═════ Information shown
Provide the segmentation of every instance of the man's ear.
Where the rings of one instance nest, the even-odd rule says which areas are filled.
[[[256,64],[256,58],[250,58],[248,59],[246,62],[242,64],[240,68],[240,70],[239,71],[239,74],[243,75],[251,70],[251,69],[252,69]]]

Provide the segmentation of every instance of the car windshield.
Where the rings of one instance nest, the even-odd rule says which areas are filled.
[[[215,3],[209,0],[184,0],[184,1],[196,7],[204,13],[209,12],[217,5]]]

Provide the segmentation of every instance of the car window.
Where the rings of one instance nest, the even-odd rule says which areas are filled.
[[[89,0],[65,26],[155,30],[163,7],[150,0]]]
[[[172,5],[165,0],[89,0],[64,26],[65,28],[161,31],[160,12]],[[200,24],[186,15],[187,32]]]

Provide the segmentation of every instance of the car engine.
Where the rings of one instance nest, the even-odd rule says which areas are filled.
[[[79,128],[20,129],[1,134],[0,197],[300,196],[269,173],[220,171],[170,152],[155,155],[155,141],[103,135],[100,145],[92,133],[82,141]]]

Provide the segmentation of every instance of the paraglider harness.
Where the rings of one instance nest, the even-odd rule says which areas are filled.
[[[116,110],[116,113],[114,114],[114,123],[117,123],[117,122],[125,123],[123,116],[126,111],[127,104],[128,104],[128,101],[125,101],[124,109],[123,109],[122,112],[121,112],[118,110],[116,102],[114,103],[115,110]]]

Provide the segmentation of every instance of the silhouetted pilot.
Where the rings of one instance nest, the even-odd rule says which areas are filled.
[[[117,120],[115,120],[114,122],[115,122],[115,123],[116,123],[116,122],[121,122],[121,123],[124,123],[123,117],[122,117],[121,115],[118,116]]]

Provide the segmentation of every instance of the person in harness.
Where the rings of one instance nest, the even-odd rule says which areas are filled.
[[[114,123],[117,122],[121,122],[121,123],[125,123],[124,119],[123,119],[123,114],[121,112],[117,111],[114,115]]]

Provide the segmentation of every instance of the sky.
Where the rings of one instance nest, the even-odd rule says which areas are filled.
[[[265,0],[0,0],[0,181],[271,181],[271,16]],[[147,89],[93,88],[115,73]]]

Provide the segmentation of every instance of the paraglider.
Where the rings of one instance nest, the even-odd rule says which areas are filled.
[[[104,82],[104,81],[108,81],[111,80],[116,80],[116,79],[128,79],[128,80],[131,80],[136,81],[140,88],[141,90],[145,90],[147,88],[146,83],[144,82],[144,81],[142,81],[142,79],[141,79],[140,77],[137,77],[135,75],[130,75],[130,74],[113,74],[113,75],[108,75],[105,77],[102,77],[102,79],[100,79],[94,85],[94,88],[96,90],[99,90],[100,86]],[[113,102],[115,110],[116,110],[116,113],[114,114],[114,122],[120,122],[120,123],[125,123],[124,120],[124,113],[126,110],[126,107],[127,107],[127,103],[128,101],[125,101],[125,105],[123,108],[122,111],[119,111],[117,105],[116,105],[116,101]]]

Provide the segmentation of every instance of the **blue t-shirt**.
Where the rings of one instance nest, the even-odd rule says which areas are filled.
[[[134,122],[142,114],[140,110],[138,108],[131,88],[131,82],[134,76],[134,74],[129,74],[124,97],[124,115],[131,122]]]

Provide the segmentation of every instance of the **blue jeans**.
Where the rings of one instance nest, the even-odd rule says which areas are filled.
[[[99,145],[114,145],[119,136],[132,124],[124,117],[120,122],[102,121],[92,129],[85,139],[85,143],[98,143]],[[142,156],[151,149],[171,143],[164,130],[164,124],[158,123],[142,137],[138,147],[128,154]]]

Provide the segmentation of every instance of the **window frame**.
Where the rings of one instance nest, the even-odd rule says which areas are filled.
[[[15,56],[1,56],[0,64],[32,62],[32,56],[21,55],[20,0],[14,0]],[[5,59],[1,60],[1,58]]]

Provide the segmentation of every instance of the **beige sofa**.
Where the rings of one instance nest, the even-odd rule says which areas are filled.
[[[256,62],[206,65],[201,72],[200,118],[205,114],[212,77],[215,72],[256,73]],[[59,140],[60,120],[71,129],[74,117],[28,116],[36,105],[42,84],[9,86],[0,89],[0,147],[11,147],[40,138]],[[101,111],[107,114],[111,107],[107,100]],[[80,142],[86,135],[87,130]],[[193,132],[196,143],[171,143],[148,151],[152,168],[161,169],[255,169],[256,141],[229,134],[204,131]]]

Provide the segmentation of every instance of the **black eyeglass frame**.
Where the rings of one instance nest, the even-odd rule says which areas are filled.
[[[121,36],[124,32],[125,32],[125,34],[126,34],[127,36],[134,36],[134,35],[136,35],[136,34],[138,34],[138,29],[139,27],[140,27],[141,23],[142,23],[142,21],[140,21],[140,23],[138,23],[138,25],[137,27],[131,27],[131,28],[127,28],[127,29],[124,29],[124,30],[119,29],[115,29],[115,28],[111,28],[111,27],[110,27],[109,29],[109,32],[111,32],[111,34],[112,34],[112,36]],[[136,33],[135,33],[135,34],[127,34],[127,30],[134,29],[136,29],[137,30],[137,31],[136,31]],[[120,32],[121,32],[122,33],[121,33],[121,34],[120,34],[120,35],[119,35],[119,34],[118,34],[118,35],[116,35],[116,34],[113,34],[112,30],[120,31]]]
══════════
═════ Information shown
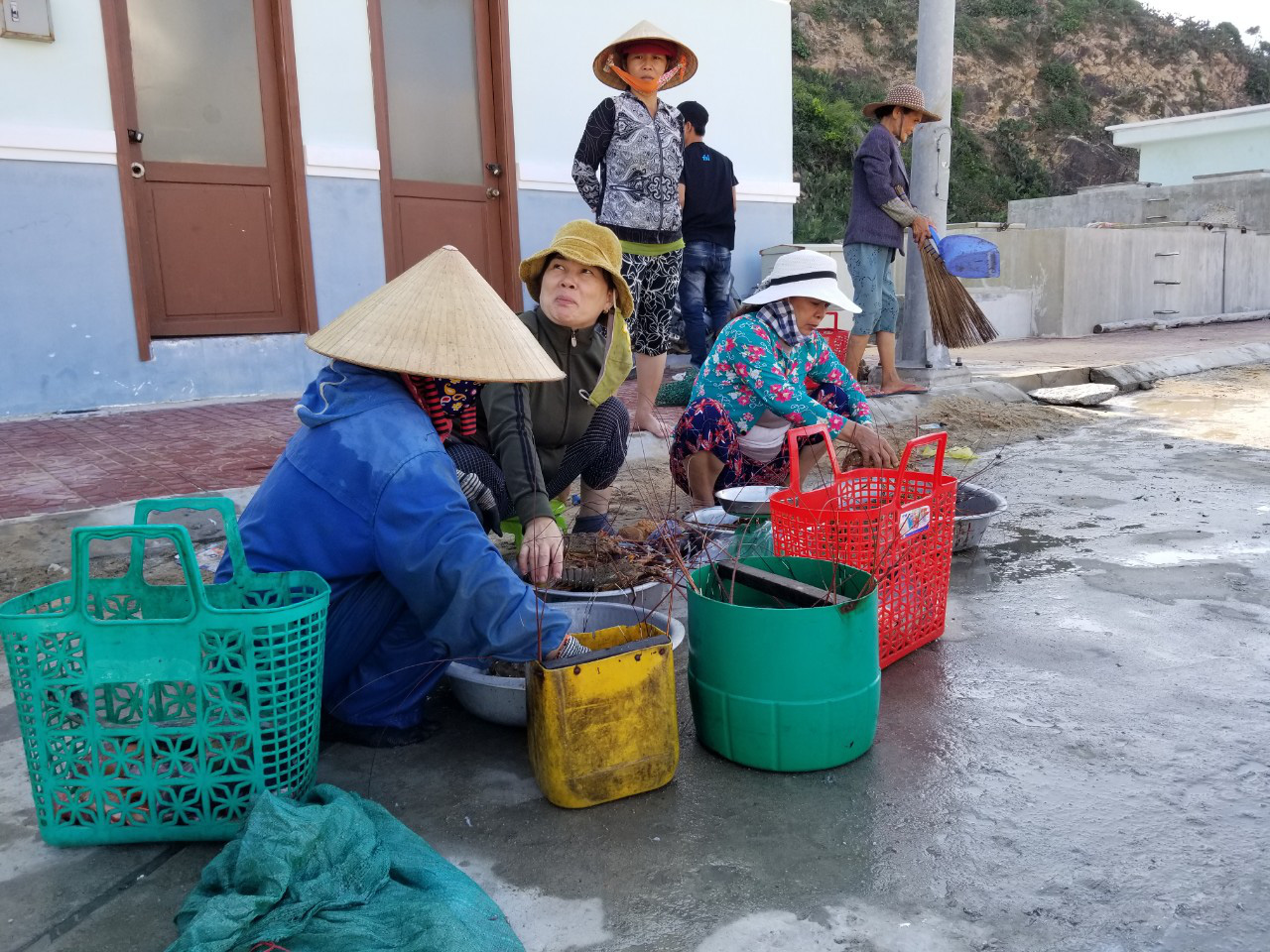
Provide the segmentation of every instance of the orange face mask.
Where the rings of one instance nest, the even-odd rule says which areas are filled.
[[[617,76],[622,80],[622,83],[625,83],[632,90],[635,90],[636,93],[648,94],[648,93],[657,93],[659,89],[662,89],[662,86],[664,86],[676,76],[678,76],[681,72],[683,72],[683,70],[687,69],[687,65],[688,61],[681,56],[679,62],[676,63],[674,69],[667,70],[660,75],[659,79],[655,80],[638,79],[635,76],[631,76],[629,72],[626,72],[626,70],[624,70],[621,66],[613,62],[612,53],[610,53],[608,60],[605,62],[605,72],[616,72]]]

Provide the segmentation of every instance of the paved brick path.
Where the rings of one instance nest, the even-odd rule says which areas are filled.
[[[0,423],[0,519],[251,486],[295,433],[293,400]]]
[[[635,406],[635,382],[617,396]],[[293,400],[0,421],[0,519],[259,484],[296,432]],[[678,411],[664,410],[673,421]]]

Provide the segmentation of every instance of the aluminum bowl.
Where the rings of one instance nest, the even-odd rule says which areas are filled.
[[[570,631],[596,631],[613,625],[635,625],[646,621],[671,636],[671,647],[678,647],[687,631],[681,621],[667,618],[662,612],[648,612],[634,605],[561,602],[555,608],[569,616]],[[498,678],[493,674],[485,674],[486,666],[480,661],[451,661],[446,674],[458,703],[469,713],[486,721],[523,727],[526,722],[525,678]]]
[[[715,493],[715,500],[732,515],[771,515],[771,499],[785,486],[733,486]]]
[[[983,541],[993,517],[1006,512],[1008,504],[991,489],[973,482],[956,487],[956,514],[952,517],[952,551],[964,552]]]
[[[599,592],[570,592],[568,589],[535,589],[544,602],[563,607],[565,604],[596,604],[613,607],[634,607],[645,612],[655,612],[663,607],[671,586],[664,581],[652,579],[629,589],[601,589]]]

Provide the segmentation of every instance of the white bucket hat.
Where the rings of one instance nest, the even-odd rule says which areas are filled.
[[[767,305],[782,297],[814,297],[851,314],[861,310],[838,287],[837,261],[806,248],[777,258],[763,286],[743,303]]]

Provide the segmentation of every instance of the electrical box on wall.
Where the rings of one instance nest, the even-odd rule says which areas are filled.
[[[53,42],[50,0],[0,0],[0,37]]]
══════════
Copy the data again from the line containing "Provide the segmentation of every instance of the electrical" through the line containing "[[[53,42],[50,0],[0,0],[0,37]]]", adding -135 to every polygon coordinate in that span and keeping all other text as it is.

Result of the exercise:
Provide the segmentation of every instance of the electrical box on wall.
Where the rings of one instance nest, the even-odd rule says which areas are filled.
[[[-82,-93],[-85,-135],[-135,-135],[-135,-98]]]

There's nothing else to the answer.